### What the exercise asks
The records below should be written out again, exactly.

========================

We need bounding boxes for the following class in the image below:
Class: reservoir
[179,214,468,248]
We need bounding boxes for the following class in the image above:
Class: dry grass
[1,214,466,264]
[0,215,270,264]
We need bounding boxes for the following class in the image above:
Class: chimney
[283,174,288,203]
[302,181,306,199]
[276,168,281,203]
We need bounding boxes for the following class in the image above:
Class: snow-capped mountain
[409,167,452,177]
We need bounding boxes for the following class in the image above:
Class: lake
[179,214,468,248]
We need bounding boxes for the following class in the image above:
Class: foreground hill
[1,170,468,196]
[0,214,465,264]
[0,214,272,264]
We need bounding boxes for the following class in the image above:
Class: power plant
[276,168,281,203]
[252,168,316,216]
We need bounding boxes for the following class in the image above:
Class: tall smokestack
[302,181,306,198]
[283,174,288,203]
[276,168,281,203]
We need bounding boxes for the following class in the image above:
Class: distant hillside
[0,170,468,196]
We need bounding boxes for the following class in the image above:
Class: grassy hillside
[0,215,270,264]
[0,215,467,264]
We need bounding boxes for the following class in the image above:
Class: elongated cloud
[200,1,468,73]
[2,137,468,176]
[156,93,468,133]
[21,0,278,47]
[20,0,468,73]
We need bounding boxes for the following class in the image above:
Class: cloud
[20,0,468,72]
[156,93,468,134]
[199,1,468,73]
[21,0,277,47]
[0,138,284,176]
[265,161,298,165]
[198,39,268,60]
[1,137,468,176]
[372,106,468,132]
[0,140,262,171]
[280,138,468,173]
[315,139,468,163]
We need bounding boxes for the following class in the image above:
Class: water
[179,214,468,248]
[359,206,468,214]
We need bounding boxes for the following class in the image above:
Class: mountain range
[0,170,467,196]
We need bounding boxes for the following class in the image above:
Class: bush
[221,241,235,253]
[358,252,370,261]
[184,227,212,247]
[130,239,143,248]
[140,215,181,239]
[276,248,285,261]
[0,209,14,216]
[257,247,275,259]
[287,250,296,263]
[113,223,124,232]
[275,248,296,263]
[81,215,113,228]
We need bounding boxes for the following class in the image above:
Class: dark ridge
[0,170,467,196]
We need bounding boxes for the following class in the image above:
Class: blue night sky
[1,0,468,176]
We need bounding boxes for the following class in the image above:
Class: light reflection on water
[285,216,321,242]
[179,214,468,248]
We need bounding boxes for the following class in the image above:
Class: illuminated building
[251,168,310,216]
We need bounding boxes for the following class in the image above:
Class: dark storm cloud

========================

### Reply
We need bounding boxes for the following class in the image below:
Class: reservoir
[179,214,468,248]
We need bounding boxes for the following class in the image above:
Class: dry grass
[1,214,466,264]
[0,215,270,264]
We need bounding boxes for the following class in the image above:
Class: chimney
[283,174,288,203]
[302,181,306,199]
[276,168,281,203]
We need bounding boxes for the following class in the image above:
Class: snow-capped mountain
[409,167,452,177]
We need bounding boxes for the following class in the image above:
Class: lake
[179,214,468,248]
We need bounding boxes for the following class in the image above:
Class: foreground hill
[1,170,468,196]
[0,214,465,264]
[0,214,272,264]
We need bounding boxes for the following class in the image above:
Class: power plant
[276,168,281,203]
[252,168,316,216]
We need bounding boxes for the following class in the image above:
Class: tall smokestack
[302,181,306,198]
[283,174,288,203]
[276,168,281,203]
We need bounding boxes for the following class in the image above:
Class: distant hillside
[0,170,468,196]
We need bounding boxes for the following class in the image above:
Class: grassy hillside
[0,215,270,264]
[0,215,467,264]
We need bounding boxes for the following class in the image above:
Class: elongated cloud
[200,1,468,73]
[2,137,468,176]
[156,93,468,133]
[21,0,278,47]
[20,0,468,73]
We need bounding boxes for the following class in the image above:
Class: cloud
[20,0,468,72]
[156,93,468,134]
[199,1,468,73]
[21,0,277,47]
[0,138,284,176]
[265,161,298,165]
[198,39,268,60]
[1,137,468,176]
[372,106,468,132]
[0,140,262,171]
[280,138,468,173]
[315,139,468,163]
We need bounding boxes for the following class in the image above:
Class: water
[179,214,468,248]
[359,206,468,214]
We need bounding boxes for the following class in the image above:
Class: mountain range
[0,170,467,196]
We need bounding boxes for the following class in the image above:
Class: bush
[221,241,235,253]
[358,252,370,261]
[184,227,212,247]
[130,239,143,248]
[140,215,181,239]
[276,248,285,261]
[0,209,14,216]
[257,247,275,259]
[287,250,296,263]
[113,223,124,232]
[275,248,296,263]
[81,215,113,228]
We need bounding boxes for the following class in the image above:
Class: dark ridge
[0,170,467,196]
We need bounding boxes for the following class in the image above:
Class: blue night sky
[1,0,468,176]
We need bounding boxes for the following class in the image above:
Class: light reflection on water
[285,216,321,242]
[179,214,468,248]
We need bounding boxes for the following class in the image above:
Class: illuminated building
[251,168,310,216]
We need bounding boxes for the following class in the image above:
Class: dark storm cloud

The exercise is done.